Mali Kriz yazımızı devam ettirmek istedik; çünkü dünyayı saran ve etkilerini yeni hissetmeye başladığımız kriz ülkemizi de derinden etkileyecek gibi.
Bu krize nasıl yakalandık? Ne gibi etkileri olacak? Hangi sektörler etkilenecek? Önümüzdeki yıl 2009"da krizin etkisi artarak devam edecek mi? Tüm bu sorulara cevaplar aranmalı ve acilen tedbir alınması kanısındayız.
ABD"de geçen yıl konut piyasasında başlayan ve BM"nin Yüzyılın Krizi diye adlandırdığı Küresel Finansal Kriz tüm dünyayı benzeri görülmemiş bir şekilde sarsıyor. Almanya, İngiltere ve Japonya ekonomileri durgunlukta. Uluslararası Çalışma Örgütünün açıklamasına göre 2009 sonuna kadar 20 milyon kişi işini kaybedecek diyor. Bu gerçekten çok ürkütücü!...

=== Verilen satırlar ===
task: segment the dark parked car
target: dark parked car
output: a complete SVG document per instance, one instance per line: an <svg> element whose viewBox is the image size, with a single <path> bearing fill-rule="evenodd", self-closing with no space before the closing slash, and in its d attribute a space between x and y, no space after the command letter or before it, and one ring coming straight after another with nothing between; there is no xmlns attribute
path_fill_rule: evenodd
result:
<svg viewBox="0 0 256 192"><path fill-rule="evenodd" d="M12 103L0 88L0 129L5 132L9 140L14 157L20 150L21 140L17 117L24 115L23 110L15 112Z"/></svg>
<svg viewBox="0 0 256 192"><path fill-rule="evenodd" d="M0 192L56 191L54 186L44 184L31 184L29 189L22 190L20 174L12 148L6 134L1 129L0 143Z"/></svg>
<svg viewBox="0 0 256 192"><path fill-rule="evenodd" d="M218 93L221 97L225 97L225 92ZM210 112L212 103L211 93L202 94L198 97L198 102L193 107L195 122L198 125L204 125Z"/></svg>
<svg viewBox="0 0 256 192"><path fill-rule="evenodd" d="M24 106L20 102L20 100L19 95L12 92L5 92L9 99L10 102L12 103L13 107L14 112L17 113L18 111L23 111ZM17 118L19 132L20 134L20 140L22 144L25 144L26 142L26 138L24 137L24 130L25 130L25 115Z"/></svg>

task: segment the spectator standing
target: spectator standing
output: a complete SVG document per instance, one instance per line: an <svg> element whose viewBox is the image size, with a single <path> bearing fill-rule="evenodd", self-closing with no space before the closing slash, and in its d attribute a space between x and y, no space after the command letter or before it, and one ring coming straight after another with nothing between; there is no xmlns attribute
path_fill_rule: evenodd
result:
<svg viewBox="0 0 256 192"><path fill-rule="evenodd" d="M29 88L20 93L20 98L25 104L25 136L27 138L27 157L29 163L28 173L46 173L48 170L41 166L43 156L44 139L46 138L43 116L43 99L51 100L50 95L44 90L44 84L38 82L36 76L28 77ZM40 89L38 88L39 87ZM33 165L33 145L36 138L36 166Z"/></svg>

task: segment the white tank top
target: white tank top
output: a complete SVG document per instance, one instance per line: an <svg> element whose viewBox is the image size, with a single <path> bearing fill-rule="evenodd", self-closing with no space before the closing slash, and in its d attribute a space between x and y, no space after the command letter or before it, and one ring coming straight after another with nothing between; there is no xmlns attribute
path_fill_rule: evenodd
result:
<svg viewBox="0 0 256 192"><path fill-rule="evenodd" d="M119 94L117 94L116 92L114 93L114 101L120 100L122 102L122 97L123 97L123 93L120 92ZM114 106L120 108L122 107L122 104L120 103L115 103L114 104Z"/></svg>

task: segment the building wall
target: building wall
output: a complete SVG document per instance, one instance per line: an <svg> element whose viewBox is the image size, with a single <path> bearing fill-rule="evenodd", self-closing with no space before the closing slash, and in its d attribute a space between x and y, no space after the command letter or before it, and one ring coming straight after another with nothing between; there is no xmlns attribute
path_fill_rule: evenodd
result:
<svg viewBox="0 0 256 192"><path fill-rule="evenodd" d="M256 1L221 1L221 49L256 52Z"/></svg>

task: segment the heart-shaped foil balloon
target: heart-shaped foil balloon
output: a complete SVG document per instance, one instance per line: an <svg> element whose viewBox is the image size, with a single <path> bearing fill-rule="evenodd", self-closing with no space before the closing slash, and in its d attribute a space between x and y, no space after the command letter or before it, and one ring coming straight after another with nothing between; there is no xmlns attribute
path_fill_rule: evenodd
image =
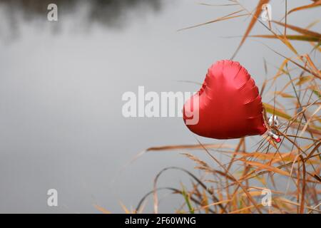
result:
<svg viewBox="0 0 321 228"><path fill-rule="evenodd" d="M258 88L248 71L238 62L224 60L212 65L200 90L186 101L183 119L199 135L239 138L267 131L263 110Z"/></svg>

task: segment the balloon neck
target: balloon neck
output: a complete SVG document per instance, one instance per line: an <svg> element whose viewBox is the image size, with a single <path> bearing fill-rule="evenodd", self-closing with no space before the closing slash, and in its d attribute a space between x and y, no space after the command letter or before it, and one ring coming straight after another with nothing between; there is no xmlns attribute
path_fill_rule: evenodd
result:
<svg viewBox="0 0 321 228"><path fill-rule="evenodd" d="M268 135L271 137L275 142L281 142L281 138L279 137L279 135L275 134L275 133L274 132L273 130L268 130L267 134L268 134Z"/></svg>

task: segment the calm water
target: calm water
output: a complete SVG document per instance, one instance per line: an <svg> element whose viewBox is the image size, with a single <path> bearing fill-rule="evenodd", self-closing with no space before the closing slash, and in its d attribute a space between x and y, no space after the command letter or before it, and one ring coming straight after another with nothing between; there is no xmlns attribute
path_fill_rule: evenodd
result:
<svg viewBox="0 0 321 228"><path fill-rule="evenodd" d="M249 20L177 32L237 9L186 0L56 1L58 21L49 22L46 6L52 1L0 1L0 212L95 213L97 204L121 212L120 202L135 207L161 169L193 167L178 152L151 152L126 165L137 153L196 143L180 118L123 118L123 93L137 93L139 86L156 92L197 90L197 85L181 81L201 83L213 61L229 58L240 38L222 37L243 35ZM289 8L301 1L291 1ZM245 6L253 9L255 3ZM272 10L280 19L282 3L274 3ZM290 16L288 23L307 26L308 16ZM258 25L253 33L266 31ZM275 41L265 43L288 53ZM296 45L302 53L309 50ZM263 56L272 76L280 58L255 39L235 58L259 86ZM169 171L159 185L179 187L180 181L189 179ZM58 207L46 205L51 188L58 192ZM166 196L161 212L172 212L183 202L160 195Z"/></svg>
--
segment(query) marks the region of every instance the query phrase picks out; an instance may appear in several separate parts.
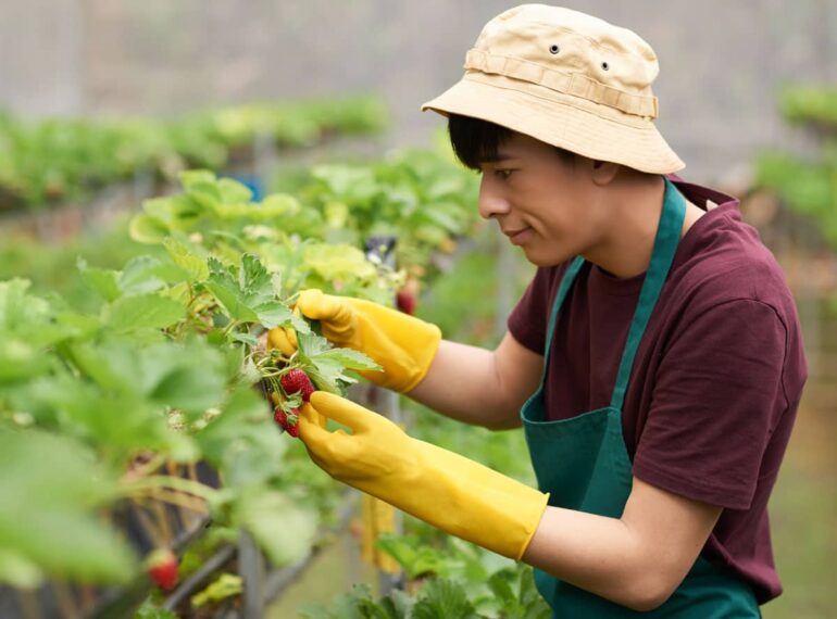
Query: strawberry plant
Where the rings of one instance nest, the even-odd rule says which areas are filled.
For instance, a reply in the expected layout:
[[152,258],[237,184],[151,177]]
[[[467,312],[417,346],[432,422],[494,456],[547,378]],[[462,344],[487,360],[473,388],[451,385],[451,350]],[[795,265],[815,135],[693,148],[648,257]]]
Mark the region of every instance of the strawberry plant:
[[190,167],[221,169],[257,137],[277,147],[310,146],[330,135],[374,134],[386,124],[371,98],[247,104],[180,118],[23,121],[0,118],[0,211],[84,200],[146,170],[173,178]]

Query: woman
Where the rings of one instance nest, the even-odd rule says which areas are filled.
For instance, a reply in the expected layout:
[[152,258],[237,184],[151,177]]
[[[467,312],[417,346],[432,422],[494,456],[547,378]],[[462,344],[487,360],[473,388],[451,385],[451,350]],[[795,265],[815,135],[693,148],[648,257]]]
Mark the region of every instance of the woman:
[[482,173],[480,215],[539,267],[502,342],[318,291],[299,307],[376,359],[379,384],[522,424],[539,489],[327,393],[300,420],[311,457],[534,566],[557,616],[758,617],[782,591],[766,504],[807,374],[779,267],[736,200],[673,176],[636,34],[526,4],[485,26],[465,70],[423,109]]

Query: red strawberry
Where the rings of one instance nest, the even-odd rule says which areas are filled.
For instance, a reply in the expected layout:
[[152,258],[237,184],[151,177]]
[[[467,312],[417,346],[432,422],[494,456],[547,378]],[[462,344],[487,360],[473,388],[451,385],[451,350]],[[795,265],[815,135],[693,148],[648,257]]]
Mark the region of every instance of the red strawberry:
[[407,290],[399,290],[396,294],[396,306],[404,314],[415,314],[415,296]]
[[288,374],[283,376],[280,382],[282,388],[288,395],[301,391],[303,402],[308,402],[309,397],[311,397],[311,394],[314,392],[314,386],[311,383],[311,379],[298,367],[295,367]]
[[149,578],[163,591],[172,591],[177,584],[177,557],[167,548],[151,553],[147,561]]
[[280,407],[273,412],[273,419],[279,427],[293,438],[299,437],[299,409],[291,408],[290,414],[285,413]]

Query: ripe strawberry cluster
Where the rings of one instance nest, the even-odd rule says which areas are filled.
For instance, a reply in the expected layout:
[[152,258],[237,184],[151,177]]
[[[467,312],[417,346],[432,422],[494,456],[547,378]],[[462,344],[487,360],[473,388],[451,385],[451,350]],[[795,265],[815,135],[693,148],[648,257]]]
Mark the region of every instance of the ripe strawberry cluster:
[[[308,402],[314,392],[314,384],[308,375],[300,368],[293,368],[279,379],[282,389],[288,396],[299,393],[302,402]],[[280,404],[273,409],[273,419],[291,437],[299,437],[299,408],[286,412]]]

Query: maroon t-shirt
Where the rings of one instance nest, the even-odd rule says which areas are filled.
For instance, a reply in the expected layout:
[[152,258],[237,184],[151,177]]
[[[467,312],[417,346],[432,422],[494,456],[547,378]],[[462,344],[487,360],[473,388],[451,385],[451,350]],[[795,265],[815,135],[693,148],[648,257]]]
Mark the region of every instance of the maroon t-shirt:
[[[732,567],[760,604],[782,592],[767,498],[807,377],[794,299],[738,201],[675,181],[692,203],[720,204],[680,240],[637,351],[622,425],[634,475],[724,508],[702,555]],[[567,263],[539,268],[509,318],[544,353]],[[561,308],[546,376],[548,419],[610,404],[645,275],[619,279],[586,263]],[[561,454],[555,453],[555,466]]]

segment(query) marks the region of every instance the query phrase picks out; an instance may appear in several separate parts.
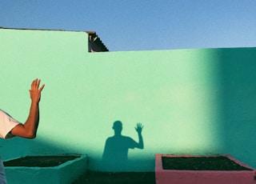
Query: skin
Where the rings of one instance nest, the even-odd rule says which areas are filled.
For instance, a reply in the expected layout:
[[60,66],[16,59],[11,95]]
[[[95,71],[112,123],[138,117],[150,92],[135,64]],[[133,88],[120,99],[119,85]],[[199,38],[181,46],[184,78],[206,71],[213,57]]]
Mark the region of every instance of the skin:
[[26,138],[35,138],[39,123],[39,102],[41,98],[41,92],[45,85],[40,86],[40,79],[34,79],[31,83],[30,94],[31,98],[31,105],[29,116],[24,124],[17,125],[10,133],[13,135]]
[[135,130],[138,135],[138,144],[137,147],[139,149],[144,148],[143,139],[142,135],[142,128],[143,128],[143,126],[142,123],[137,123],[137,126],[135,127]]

=== Yapılacak iş ===
Mali kriz yazısında adı geçen bütün ülkeleri sıralayın.

=== Görev sonucu ===
ABD, Almanya, İngiltere, Japonya